• _Exercise task 1_: Extract every line of the records below that contains the string "tree".

• _Provided passage_:
- - - - - - -

# Mini Project #1: Baseball Analytics

The overall purpose of this mini-project is to predicting MLB wins per season by modeling data to KMeans clustering model and linear regression models.

## Part 2: Further Data Handling

In this part, you are going to conduct further data handling tasks to prepare your data for the analysis. The data handling include, but not limited to: 
- __feature engineering__, 
- more __data visualization__, 
- more on __binning your continuous variables__, 
- __correlation analysis__ and __correlation based feature selection__.

Let's get started by importing the dependencies.

In [1]:
import pandas as pd

# We will need `numpy` in this part - so let's import it as well
import numpy as np

Now let's read the data we processed in Part1, and continue working on it.

In [8]:
df = pd.read_csv("../baseball_analytics_part1.csv", header=0, index_col=0)

df.head()

- - - - - - -

Source records

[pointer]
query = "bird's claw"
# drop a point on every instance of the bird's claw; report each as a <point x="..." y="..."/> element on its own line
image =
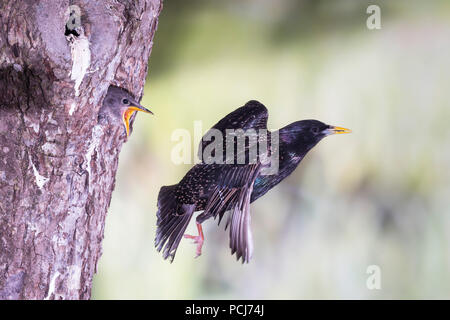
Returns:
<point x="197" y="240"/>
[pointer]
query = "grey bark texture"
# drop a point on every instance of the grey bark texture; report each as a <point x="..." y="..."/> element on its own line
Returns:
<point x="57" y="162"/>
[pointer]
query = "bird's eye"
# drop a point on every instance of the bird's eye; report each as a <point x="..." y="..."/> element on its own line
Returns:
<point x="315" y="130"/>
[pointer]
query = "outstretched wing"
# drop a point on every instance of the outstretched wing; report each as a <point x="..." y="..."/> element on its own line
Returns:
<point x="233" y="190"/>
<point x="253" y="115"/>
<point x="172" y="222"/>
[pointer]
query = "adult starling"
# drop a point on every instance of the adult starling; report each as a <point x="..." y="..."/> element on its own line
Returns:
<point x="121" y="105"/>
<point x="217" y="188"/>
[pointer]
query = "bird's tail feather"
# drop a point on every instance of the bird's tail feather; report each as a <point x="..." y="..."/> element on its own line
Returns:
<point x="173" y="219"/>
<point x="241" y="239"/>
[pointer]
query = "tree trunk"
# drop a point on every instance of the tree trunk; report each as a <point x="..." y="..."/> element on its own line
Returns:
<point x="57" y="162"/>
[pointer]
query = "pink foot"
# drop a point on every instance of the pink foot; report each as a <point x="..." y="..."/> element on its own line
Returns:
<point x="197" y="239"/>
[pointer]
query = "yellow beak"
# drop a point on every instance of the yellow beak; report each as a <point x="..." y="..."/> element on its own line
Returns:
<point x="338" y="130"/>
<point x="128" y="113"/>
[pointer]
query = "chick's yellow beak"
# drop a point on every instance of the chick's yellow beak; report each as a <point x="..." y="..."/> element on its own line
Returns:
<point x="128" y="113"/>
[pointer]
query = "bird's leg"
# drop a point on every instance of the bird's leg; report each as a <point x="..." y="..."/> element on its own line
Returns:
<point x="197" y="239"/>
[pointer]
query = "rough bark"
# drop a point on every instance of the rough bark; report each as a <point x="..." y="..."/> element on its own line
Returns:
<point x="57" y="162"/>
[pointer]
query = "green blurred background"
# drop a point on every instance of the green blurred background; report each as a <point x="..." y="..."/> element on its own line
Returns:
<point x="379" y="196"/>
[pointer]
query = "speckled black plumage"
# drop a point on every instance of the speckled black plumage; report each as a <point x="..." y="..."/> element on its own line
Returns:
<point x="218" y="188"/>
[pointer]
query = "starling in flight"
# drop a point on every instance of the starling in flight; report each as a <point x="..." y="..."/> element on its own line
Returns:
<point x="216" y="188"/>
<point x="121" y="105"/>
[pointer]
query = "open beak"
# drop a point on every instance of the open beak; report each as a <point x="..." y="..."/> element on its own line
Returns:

- - - - - - -

• _Exercise task 2_: Write out the baseball analytics text above word for word, from "# Mini Project" to "based feature selection__.".

• _Reply 1_:
query = "tree trunk"
# drop a point on every instance of the tree trunk; report each as a <point x="..." y="..."/> element on its own line

• _Reply 2_:
# Mini Project #1: Baseball Analytics

The overall purpose of this mini-project is to predicting MLB wins per season by modeling data to KMeans clustering model and linear regression models.

## Part 2: Further Data Handling

In this part, you are going to conduct further data handling tasks to prepare your data for the analysis. The data handling include, but not limited to: 
- __feature engineering__, 
- more __data visualization__, 
- more on __binning your continuous variables__, 
- __correlation analysis__ and __correlation based feature selection__.